**Exercise aim**
Work out the number of lines below containing the word "woman" and give nothing besides it.

(Natural-language object grounding data)
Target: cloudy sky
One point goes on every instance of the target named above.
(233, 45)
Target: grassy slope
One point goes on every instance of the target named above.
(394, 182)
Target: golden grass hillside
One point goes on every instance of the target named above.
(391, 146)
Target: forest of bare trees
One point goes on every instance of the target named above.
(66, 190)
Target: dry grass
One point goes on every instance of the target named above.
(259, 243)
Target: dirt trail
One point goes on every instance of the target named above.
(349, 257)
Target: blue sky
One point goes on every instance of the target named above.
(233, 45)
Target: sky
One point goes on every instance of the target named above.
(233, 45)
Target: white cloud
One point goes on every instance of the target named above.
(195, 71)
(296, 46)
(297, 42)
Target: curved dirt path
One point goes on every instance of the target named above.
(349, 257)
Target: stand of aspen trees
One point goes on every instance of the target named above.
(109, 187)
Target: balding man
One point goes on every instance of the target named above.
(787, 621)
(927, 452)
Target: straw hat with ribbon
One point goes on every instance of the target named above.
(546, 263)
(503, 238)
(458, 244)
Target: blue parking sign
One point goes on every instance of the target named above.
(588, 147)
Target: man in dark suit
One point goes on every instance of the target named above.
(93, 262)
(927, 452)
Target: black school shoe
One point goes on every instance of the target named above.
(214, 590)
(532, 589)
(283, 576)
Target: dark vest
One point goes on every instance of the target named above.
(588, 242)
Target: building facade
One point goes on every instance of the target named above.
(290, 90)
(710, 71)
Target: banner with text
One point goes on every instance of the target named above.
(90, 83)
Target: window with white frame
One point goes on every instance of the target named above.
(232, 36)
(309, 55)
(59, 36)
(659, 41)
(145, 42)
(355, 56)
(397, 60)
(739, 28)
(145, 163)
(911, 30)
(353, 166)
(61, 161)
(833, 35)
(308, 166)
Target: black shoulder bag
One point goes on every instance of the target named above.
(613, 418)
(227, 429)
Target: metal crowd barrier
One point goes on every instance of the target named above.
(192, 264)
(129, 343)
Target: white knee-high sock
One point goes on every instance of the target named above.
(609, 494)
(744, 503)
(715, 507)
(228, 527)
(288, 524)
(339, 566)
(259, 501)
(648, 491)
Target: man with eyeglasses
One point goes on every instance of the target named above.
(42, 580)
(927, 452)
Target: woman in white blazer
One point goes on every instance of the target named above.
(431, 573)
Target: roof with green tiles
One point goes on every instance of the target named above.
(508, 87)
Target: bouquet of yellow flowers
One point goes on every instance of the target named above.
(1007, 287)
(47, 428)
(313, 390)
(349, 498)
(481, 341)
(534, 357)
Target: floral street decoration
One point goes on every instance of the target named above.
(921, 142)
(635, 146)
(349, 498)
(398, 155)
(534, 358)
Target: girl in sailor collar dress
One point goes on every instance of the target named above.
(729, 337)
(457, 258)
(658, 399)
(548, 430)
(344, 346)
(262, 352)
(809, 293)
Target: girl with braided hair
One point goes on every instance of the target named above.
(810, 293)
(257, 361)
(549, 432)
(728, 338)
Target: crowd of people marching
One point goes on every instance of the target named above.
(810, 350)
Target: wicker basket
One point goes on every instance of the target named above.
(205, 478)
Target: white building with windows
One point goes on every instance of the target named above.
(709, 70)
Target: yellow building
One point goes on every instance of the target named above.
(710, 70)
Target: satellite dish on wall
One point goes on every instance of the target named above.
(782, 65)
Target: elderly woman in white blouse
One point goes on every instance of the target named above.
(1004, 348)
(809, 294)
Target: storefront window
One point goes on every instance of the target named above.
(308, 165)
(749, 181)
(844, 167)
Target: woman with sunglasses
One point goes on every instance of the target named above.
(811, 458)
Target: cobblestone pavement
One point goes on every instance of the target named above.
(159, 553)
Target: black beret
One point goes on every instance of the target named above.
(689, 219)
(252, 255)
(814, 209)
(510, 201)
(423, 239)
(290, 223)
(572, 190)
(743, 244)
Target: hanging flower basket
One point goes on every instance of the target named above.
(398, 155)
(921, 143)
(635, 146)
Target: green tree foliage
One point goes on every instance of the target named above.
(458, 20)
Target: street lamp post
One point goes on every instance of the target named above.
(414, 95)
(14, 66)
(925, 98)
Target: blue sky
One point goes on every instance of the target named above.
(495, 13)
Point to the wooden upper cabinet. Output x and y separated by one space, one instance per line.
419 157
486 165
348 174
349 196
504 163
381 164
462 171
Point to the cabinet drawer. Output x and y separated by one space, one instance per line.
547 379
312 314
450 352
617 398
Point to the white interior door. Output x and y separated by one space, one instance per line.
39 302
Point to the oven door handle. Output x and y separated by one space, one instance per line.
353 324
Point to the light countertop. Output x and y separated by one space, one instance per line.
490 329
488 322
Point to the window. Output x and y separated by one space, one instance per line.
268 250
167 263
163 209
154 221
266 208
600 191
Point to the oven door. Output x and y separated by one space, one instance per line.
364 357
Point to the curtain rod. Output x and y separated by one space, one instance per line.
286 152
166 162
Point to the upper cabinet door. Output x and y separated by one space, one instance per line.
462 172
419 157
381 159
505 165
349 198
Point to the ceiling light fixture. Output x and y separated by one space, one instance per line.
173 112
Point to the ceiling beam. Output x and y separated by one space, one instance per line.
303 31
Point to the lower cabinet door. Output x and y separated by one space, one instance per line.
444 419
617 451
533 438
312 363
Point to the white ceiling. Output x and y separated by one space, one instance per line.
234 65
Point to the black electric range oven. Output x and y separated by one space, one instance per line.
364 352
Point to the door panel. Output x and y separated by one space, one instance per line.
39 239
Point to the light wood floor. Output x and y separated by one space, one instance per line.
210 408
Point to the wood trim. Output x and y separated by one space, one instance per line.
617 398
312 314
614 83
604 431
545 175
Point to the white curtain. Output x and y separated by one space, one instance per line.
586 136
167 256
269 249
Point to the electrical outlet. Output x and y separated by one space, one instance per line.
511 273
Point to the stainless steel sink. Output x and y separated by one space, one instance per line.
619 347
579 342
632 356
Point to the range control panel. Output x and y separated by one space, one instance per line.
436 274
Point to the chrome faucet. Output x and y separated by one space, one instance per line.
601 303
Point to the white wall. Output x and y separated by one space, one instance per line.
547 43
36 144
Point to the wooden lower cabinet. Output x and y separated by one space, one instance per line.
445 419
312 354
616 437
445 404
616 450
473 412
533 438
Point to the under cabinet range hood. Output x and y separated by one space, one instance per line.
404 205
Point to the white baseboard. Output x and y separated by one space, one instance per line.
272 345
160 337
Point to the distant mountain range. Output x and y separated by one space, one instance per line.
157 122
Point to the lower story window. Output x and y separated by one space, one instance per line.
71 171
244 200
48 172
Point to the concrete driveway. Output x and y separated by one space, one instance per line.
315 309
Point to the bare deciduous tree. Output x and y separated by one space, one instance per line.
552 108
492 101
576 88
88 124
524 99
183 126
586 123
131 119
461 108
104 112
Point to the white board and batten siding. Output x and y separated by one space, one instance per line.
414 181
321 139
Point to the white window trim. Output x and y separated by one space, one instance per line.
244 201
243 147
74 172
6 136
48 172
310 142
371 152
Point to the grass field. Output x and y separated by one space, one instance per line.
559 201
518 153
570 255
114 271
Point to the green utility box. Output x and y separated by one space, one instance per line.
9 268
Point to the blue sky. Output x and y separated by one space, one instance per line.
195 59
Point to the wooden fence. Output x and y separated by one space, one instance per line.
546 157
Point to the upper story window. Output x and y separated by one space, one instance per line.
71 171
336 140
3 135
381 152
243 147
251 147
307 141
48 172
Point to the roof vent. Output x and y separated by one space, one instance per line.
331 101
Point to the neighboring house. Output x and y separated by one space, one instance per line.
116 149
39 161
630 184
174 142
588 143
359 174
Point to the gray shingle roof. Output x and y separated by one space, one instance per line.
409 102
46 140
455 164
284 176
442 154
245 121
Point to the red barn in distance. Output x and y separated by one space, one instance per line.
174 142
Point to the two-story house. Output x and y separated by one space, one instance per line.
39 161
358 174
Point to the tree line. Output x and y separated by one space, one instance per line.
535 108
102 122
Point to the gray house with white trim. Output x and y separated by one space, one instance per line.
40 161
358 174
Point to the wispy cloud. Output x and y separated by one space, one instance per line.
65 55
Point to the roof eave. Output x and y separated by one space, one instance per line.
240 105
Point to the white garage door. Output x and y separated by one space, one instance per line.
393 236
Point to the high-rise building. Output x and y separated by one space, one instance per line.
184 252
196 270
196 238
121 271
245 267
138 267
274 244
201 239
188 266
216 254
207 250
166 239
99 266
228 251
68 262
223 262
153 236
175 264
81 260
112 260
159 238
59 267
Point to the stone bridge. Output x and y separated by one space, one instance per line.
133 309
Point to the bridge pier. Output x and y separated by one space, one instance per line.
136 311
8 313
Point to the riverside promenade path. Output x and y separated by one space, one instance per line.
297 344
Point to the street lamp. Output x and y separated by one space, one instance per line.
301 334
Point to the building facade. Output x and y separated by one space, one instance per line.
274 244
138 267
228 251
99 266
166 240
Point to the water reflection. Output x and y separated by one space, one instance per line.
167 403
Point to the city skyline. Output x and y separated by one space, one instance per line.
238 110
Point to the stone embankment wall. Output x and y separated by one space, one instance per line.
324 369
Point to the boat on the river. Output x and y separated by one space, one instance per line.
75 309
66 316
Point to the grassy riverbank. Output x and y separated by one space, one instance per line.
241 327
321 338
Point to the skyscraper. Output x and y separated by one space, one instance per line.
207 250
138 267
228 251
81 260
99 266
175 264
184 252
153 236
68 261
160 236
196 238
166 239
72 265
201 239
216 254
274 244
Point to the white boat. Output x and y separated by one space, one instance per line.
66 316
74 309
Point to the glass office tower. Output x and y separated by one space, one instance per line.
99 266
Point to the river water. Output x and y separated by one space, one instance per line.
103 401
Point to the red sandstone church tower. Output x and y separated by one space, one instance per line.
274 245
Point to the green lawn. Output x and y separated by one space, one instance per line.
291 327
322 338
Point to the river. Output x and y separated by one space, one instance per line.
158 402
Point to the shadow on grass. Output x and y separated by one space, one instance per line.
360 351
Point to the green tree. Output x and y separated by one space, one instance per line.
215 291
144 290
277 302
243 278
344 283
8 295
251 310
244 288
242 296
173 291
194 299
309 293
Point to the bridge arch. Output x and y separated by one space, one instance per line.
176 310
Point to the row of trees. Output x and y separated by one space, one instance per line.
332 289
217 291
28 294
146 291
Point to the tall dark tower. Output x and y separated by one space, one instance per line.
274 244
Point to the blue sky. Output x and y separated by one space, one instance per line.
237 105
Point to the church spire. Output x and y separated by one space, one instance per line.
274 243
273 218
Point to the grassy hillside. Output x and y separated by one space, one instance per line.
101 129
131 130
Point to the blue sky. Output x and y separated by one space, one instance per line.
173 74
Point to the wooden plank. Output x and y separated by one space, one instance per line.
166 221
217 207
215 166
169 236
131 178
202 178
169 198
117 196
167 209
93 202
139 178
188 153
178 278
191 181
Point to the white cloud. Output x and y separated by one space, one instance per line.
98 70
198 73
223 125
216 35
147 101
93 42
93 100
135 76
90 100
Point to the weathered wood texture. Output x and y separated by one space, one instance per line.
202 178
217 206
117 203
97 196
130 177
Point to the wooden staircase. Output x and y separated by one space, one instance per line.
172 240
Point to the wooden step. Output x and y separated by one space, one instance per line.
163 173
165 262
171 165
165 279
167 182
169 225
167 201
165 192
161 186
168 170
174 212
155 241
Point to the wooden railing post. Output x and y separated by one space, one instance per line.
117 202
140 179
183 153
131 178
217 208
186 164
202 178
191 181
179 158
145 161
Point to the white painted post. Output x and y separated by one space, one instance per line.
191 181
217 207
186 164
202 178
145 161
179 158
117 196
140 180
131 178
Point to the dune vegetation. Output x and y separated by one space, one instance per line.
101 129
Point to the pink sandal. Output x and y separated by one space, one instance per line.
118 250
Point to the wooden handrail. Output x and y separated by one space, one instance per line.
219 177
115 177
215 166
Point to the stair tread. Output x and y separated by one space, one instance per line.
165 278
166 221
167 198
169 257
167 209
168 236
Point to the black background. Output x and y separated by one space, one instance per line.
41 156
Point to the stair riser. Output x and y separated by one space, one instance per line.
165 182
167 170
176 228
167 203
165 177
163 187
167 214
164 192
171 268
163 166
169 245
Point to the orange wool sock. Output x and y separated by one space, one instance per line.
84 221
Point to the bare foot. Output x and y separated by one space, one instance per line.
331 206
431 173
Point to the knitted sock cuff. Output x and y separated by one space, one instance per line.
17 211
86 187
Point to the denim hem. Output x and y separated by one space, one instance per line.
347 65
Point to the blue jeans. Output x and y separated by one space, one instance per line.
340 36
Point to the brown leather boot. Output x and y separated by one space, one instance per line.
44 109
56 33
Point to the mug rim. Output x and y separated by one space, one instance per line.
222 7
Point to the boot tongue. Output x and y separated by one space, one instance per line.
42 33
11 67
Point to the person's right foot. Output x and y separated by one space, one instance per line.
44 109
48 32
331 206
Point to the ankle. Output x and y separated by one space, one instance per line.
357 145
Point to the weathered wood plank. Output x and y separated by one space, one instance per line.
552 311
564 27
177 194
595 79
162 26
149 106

**Answer to the problem**
3